→ **DOCUMENT SECTION**:
On Mon, Sep 30, 2024 at 06:41:44PM +0200, Christoph Hellwig wrote:
> Primary superblock buffers that change the file system geometry after a
> growfs operation can affect the operation of later CIL checkpoints that
> make use of the newly added space and allocation groups.
> 
> Apply the changes to the in-memory structures as part of recovery pass 2,
> to ensure recovery works fine for such cases.
> 
> In the future we should apply the logic to other updates such as features
> bits as well.
> 
> Signed-off-by: Christoph Hellwig <hch@lst.de>
> ---
>  fs/xfs/libxfs/xfs_log_recover.h |  2 ++
>  fs/xfs/xfs_buf_item_recover.c   | 27 +++++++++++++++++++++++++++
>  fs/xfs/xfs_log_recover.c        | 27 +++++++++++++++++++--------
>  3 files changed, 48 insertions(+), 8 deletions(-)

→ **DATA**:
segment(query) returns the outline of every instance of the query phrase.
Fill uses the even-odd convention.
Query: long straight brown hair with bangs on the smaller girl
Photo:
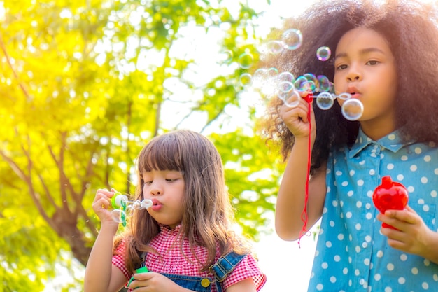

→ **DIRECTIONS**:
1. In the XFS patch email, during which recovery pass are the superblock changes applied to the in-memory structures?
2. List every file path that the XFS patch email says is changed.
3. Continue the XFS patch email from the end of its file-change summary.

→ **RESPONSES FOR EACH TASK**:
1. Recovery pass 2.

2.
fs/xfs/libxfs/xfs_log_recover.h
fs/xfs/xfs_buf_item_recover.c
fs/xfs/xfs_log_recover.c

3.
> 
> diff --git a/fs/xfs/libxfs/xfs_log_recover.h b/fs/xfs/libxfs/xfs_log_recover.h
> index 521d327e4c89ed..d0e13c84422d0a 100644
> --- a/fs/xfs/libxfs/xfs_log_recover.h
> +++ b/fs/xfs/libxfs/xfs_log_recover.h
> @@ -165,4 +165,6 @@ void xlog_recover_intent_item(struct xlog *log, struct xfs_log_item *lip,
>  int xlog_recover_finish_intent(struct xfs_trans *tp,
>  		struct xfs_defer_pending *dfp);
>  
> +int xlog_recover_update_agcount(struct xfs_mount *mp, struct xfs_dsb *dsb);
> +
>  #endif	/* __XFS_LOG_RECOVER_H__ */
> diff --git a/fs/xfs/xfs_buf_item_recover.c b/fs/xfs/xfs_buf_item_recover.c
> index 09e893cf563cb9..08c129022304a8 100644
> --- a/fs/xfs/xfs_buf_item_recover.c
> +++ b/fs/xfs/xfs_buf_item_recover.c
> @@ -684,6 +684,28 @@ xlog_recover_do_inode_buffer(
>  	return 0;
>  }
>  
> +static int
> +xlog_recover_do_sb_buffer(
> +	struct xfs_mount		*mp,
> +	struct xlog_recover_item	*item,
> +	struct xfs_buf			*bp,
> +	struct xfs_buf_log_format	*buf_f,
> +	xfs_lsn_t			current_lsn)
> +{
> +	xlog_recover_do_reg_buffer(mp, item, bp, buf_f, current_lsn);
> +
> +	/*
> +	 * Update the in-memory superblock and perag structures from the
> +	 * primary SB buffer.
> +	 *
> +	 * This is required because transactions running after growfs may require
> +	 * the updated values to be set in a previous fully commit transaction.
> +	 */
> +	if (xfs_buf_daddr(bp) != 0)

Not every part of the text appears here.